(YOUR TASK)
Copy each line below that has "water".

(MATERIAL PROVIDED)
---

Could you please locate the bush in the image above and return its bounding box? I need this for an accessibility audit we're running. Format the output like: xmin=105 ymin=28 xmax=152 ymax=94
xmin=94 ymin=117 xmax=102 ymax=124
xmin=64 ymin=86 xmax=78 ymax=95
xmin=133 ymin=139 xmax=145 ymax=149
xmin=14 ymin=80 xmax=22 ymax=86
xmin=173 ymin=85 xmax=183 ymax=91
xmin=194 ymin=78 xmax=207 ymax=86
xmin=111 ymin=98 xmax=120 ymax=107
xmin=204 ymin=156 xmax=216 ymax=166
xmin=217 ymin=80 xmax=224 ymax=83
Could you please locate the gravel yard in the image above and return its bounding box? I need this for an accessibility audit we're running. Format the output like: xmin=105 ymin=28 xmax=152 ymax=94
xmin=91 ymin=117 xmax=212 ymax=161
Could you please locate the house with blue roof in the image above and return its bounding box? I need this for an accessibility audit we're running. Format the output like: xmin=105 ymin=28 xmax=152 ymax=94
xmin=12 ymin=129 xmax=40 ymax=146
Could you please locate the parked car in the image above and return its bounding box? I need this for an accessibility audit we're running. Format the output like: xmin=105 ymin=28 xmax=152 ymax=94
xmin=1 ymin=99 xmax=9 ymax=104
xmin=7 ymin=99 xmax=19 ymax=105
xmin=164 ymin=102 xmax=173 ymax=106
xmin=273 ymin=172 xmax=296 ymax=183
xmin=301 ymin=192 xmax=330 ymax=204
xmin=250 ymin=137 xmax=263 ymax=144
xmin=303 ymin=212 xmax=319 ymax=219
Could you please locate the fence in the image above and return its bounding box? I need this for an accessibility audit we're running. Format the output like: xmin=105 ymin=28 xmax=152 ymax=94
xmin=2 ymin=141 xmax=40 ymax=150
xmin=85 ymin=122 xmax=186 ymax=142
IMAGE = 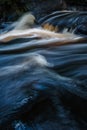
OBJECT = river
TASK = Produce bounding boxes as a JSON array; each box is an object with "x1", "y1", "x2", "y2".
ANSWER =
[{"x1": 0, "y1": 11, "x2": 87, "y2": 130}]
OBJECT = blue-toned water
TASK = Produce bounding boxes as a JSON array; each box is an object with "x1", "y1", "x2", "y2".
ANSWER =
[{"x1": 0, "y1": 11, "x2": 87, "y2": 130}]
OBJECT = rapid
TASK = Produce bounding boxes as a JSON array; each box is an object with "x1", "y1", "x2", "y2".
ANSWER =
[{"x1": 0, "y1": 11, "x2": 87, "y2": 130}]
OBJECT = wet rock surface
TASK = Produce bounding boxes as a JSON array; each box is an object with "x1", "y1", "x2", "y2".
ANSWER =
[
  {"x1": 0, "y1": 0, "x2": 66, "y2": 22},
  {"x1": 0, "y1": 0, "x2": 87, "y2": 22}
]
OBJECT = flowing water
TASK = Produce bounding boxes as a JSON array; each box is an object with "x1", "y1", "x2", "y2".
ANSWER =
[{"x1": 0, "y1": 11, "x2": 87, "y2": 130}]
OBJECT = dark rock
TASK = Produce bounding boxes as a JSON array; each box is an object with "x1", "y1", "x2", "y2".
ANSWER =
[
  {"x1": 0, "y1": 0, "x2": 66, "y2": 22},
  {"x1": 66, "y1": 0, "x2": 87, "y2": 10}
]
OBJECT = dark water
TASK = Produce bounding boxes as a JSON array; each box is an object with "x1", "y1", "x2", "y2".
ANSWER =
[{"x1": 0, "y1": 11, "x2": 87, "y2": 130}]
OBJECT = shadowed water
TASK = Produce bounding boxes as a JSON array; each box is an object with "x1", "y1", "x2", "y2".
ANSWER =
[{"x1": 0, "y1": 11, "x2": 87, "y2": 130}]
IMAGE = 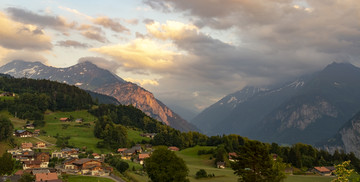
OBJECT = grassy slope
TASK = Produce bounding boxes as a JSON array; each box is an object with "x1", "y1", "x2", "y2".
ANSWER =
[{"x1": 67, "y1": 175, "x2": 114, "y2": 182}]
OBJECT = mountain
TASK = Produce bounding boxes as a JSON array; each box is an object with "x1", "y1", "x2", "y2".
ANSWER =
[
  {"x1": 320, "y1": 110, "x2": 360, "y2": 158},
  {"x1": 192, "y1": 62, "x2": 360, "y2": 145},
  {"x1": 0, "y1": 60, "x2": 198, "y2": 132}
]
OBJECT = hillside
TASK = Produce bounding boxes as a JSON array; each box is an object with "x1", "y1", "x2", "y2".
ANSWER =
[
  {"x1": 0, "y1": 60, "x2": 198, "y2": 132},
  {"x1": 192, "y1": 62, "x2": 360, "y2": 145}
]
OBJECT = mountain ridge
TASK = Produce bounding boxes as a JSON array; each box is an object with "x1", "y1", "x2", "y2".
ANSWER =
[{"x1": 0, "y1": 60, "x2": 199, "y2": 132}]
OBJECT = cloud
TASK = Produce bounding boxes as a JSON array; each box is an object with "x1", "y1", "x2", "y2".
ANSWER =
[
  {"x1": 3, "y1": 50, "x2": 49, "y2": 65},
  {"x1": 78, "y1": 56, "x2": 121, "y2": 73},
  {"x1": 78, "y1": 24, "x2": 108, "y2": 43},
  {"x1": 58, "y1": 6, "x2": 92, "y2": 20},
  {"x1": 146, "y1": 20, "x2": 198, "y2": 40},
  {"x1": 0, "y1": 12, "x2": 52, "y2": 50},
  {"x1": 93, "y1": 16, "x2": 129, "y2": 33},
  {"x1": 56, "y1": 40, "x2": 89, "y2": 48},
  {"x1": 90, "y1": 38, "x2": 177, "y2": 72},
  {"x1": 6, "y1": 7, "x2": 76, "y2": 30},
  {"x1": 124, "y1": 78, "x2": 159, "y2": 86}
]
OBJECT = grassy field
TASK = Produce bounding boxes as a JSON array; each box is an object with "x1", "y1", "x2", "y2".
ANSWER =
[
  {"x1": 40, "y1": 110, "x2": 108, "y2": 153},
  {"x1": 127, "y1": 129, "x2": 150, "y2": 143},
  {"x1": 67, "y1": 175, "x2": 114, "y2": 182},
  {"x1": 285, "y1": 175, "x2": 333, "y2": 182}
]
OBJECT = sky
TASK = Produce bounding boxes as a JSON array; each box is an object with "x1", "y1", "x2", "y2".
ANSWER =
[{"x1": 0, "y1": 0, "x2": 360, "y2": 115}]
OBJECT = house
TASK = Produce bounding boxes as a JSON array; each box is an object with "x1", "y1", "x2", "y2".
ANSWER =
[
  {"x1": 117, "y1": 148, "x2": 127, "y2": 154},
  {"x1": 138, "y1": 153, "x2": 150, "y2": 165},
  {"x1": 217, "y1": 161, "x2": 226, "y2": 169},
  {"x1": 75, "y1": 118, "x2": 83, "y2": 123},
  {"x1": 23, "y1": 160, "x2": 42, "y2": 169},
  {"x1": 34, "y1": 129, "x2": 41, "y2": 135},
  {"x1": 228, "y1": 152, "x2": 237, "y2": 162},
  {"x1": 7, "y1": 148, "x2": 22, "y2": 156},
  {"x1": 35, "y1": 172, "x2": 60, "y2": 182},
  {"x1": 26, "y1": 124, "x2": 35, "y2": 129},
  {"x1": 122, "y1": 145, "x2": 142, "y2": 160},
  {"x1": 35, "y1": 152, "x2": 50, "y2": 168},
  {"x1": 92, "y1": 153, "x2": 101, "y2": 159},
  {"x1": 312, "y1": 166, "x2": 332, "y2": 176},
  {"x1": 0, "y1": 92, "x2": 15, "y2": 97},
  {"x1": 51, "y1": 151, "x2": 63, "y2": 158},
  {"x1": 36, "y1": 142, "x2": 46, "y2": 148},
  {"x1": 21, "y1": 142, "x2": 33, "y2": 150},
  {"x1": 59, "y1": 117, "x2": 70, "y2": 122},
  {"x1": 63, "y1": 158, "x2": 78, "y2": 170},
  {"x1": 15, "y1": 130, "x2": 33, "y2": 137},
  {"x1": 61, "y1": 148, "x2": 79, "y2": 158},
  {"x1": 140, "y1": 133, "x2": 156, "y2": 139},
  {"x1": 16, "y1": 150, "x2": 35, "y2": 161},
  {"x1": 72, "y1": 159, "x2": 103, "y2": 174},
  {"x1": 168, "y1": 146, "x2": 180, "y2": 151}
]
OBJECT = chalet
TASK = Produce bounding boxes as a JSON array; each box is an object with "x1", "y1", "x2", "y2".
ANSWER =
[
  {"x1": 138, "y1": 153, "x2": 150, "y2": 165},
  {"x1": 51, "y1": 151, "x2": 64, "y2": 158},
  {"x1": 92, "y1": 153, "x2": 101, "y2": 159},
  {"x1": 36, "y1": 142, "x2": 46, "y2": 148},
  {"x1": 35, "y1": 172, "x2": 60, "y2": 182},
  {"x1": 75, "y1": 118, "x2": 83, "y2": 123},
  {"x1": 228, "y1": 152, "x2": 237, "y2": 162},
  {"x1": 63, "y1": 158, "x2": 78, "y2": 170},
  {"x1": 0, "y1": 92, "x2": 15, "y2": 97},
  {"x1": 35, "y1": 152, "x2": 50, "y2": 168},
  {"x1": 61, "y1": 148, "x2": 79, "y2": 158},
  {"x1": 34, "y1": 129, "x2": 41, "y2": 135},
  {"x1": 7, "y1": 148, "x2": 22, "y2": 156},
  {"x1": 72, "y1": 158, "x2": 108, "y2": 175},
  {"x1": 26, "y1": 124, "x2": 35, "y2": 129},
  {"x1": 122, "y1": 145, "x2": 142, "y2": 160},
  {"x1": 21, "y1": 142, "x2": 33, "y2": 150},
  {"x1": 23, "y1": 160, "x2": 42, "y2": 169},
  {"x1": 312, "y1": 166, "x2": 332, "y2": 176},
  {"x1": 117, "y1": 148, "x2": 128, "y2": 154},
  {"x1": 217, "y1": 161, "x2": 226, "y2": 169},
  {"x1": 168, "y1": 146, "x2": 180, "y2": 151},
  {"x1": 59, "y1": 117, "x2": 70, "y2": 122},
  {"x1": 16, "y1": 150, "x2": 35, "y2": 161},
  {"x1": 140, "y1": 133, "x2": 156, "y2": 139},
  {"x1": 15, "y1": 130, "x2": 33, "y2": 137}
]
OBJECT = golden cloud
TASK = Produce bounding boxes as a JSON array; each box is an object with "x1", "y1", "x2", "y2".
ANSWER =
[
  {"x1": 124, "y1": 78, "x2": 159, "y2": 86},
  {"x1": 146, "y1": 21, "x2": 198, "y2": 40},
  {"x1": 91, "y1": 39, "x2": 177, "y2": 71},
  {"x1": 0, "y1": 12, "x2": 52, "y2": 50}
]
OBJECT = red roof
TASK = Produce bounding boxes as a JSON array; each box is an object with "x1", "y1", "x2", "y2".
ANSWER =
[
  {"x1": 22, "y1": 142, "x2": 33, "y2": 149},
  {"x1": 168, "y1": 146, "x2": 180, "y2": 151},
  {"x1": 139, "y1": 153, "x2": 150, "y2": 160},
  {"x1": 117, "y1": 148, "x2": 127, "y2": 152},
  {"x1": 35, "y1": 173, "x2": 58, "y2": 182},
  {"x1": 314, "y1": 167, "x2": 331, "y2": 173}
]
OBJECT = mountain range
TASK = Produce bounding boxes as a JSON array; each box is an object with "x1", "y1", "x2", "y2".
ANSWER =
[
  {"x1": 0, "y1": 60, "x2": 198, "y2": 132},
  {"x1": 192, "y1": 62, "x2": 360, "y2": 147}
]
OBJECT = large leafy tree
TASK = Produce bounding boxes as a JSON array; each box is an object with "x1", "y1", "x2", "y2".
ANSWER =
[
  {"x1": 145, "y1": 147, "x2": 189, "y2": 182},
  {"x1": 0, "y1": 153, "x2": 15, "y2": 175},
  {"x1": 231, "y1": 140, "x2": 286, "y2": 182},
  {"x1": 0, "y1": 115, "x2": 13, "y2": 141}
]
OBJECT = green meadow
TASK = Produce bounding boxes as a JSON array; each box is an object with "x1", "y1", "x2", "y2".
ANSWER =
[{"x1": 67, "y1": 175, "x2": 115, "y2": 182}]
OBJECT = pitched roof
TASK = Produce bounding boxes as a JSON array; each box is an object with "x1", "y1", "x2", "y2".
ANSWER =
[
  {"x1": 117, "y1": 148, "x2": 128, "y2": 152},
  {"x1": 139, "y1": 153, "x2": 150, "y2": 160},
  {"x1": 32, "y1": 169, "x2": 50, "y2": 174},
  {"x1": 314, "y1": 167, "x2": 331, "y2": 173},
  {"x1": 168, "y1": 146, "x2": 180, "y2": 151},
  {"x1": 22, "y1": 142, "x2": 33, "y2": 148},
  {"x1": 35, "y1": 172, "x2": 58, "y2": 182},
  {"x1": 72, "y1": 158, "x2": 94, "y2": 165}
]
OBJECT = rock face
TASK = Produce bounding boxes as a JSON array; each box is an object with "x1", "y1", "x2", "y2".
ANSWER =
[
  {"x1": 0, "y1": 60, "x2": 198, "y2": 132},
  {"x1": 320, "y1": 111, "x2": 360, "y2": 158},
  {"x1": 192, "y1": 62, "x2": 360, "y2": 145}
]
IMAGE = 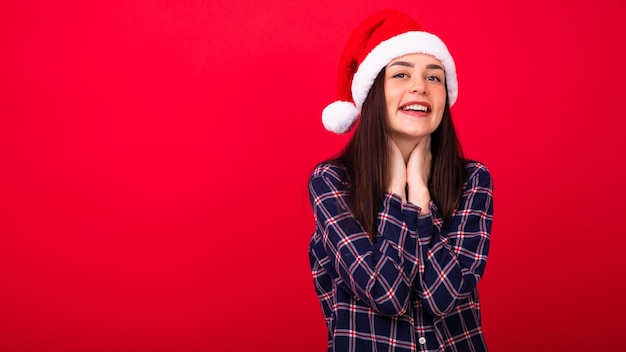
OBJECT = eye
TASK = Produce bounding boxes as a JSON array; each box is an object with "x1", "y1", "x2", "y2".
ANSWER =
[
  {"x1": 426, "y1": 75, "x2": 442, "y2": 82},
  {"x1": 392, "y1": 72, "x2": 408, "y2": 79}
]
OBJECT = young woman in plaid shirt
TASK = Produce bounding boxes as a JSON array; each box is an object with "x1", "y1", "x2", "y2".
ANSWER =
[{"x1": 308, "y1": 9, "x2": 493, "y2": 352}]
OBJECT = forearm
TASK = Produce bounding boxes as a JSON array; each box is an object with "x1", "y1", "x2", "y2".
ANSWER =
[
  {"x1": 310, "y1": 166, "x2": 422, "y2": 316},
  {"x1": 414, "y1": 164, "x2": 493, "y2": 316},
  {"x1": 418, "y1": 222, "x2": 480, "y2": 316},
  {"x1": 313, "y1": 193, "x2": 420, "y2": 316}
]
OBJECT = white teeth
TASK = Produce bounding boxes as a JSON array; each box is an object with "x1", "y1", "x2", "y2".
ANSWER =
[{"x1": 401, "y1": 104, "x2": 428, "y2": 112}]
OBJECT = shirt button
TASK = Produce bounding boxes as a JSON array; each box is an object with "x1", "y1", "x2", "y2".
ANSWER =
[{"x1": 418, "y1": 337, "x2": 426, "y2": 345}]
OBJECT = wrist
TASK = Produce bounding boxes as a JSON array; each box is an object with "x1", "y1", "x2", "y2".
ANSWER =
[
  {"x1": 388, "y1": 181, "x2": 407, "y2": 202},
  {"x1": 408, "y1": 186, "x2": 430, "y2": 213}
]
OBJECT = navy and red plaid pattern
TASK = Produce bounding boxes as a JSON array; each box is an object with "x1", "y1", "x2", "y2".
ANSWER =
[{"x1": 308, "y1": 161, "x2": 493, "y2": 351}]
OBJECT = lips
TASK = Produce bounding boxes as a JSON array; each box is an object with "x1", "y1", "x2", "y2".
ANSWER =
[{"x1": 399, "y1": 101, "x2": 431, "y2": 114}]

---

(RESULT)
OBJECT = blue-toned water
OBJECT = flowing water
OBJECT = dark water
OBJECT = shadowed water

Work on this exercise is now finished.